Text extract:
::::::::::
To Kill a Mockingbird was published during a time of much racial tension in the United States. For example, in 1955, the black teenager Emmett Till was murdered in Mississippi for allegedly flirting with a white woman, and the Montgomery bus boycott of 1955 occurred after Rosa Parks was arrested for not giving up her seat on a bus to a white man. The book has been hailed by many in the civil rights movement for moving forward the dialogue on race and justice. For example, former Atlanta Mayor Andrew Young, who was the first African American since Reconstruction to represent Georgia in the U.S. Congress, stated that Lee’s book “inspired hope in the midst of chaos and confusion.”[2]

Searching for Answers

President Abraham Lincoln sought to bring racial justice to this country, and Harper Lee sought to bring social awareness to the fact that ninety-five years after the Emancipation Proclamation, equality was not a reality. Now, 150 years after Lincoln’s death and the ratification of the Thirteenth Amendment, there may be some sense of legal equality on the books, but equality across society is not a reality, and that is evident in the criminal justice system. For example, according to information as recent as November 2014:

Arrest rates are hard to come by, but African Americans are arrested at rates far exceeding their white counterparts. In many cities, the rate is 10 times higher and in some, it is as much as 26 times higher.[3]

According to the Bureau of Justice Statistics, “African American males are incarcerated at a rate 6.7 times higher, and Hispanic males 2.5 times higher, than their white non-Hispanic counterparts.”[4]

On February 22, 2015, when singer–songwriter John Legend accepted the Oscar for co-writing the song “Glory” from the film Selma, he commented, “There are more black men under correctional control today than there were under slavery in 1850.” The events highlighted by the death of a young African American man in Ferguson, Missouri have again focused national attention on the issue of race and justice in America. Similar events in Colorado have spurred protests in recent months. As citizens and as lawyers, we are striving to find answers to the questions raised by these events.
::::::::::
Object location annotation data:
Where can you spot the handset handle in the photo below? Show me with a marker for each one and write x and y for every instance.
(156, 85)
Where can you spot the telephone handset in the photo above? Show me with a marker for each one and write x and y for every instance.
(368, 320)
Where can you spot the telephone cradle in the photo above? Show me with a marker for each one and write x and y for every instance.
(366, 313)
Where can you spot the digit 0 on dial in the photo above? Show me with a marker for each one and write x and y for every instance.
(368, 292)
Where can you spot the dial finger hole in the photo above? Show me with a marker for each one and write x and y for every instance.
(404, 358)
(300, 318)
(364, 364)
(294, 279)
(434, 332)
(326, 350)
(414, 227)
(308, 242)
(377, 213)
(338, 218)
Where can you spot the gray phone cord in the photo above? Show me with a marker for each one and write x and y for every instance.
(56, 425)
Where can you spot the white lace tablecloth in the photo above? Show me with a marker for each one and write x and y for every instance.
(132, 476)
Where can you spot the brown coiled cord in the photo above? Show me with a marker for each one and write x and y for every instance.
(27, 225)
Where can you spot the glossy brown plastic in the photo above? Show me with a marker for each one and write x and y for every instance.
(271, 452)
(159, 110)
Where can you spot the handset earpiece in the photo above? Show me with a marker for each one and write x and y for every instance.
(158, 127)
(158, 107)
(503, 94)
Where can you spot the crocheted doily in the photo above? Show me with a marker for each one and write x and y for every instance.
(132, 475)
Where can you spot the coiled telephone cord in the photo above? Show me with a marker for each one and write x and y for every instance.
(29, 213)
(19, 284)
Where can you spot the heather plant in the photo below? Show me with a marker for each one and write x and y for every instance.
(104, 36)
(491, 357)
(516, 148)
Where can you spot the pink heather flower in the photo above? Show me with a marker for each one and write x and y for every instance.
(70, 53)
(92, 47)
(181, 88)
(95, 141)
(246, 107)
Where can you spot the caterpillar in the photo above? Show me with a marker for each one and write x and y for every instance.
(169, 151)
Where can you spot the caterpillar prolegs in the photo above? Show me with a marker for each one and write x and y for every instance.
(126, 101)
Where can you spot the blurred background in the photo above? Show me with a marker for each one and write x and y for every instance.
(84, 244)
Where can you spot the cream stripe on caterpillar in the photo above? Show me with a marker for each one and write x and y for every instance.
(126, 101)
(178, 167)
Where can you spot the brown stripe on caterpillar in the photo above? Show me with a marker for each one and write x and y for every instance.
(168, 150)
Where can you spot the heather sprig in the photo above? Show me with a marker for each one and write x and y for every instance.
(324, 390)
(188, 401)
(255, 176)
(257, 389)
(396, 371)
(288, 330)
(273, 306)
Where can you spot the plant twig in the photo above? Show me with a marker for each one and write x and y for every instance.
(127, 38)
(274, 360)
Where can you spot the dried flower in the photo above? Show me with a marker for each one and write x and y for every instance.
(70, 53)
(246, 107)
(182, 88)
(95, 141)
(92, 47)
::::::::::
The problem: Please state how many times higher the incarceration rate for African American males is than for their white non-Hispanic counterparts, according to the Bureau of Justice Statistics figure quoted in the race and justice text above.

Written solution: 6.7 times higher.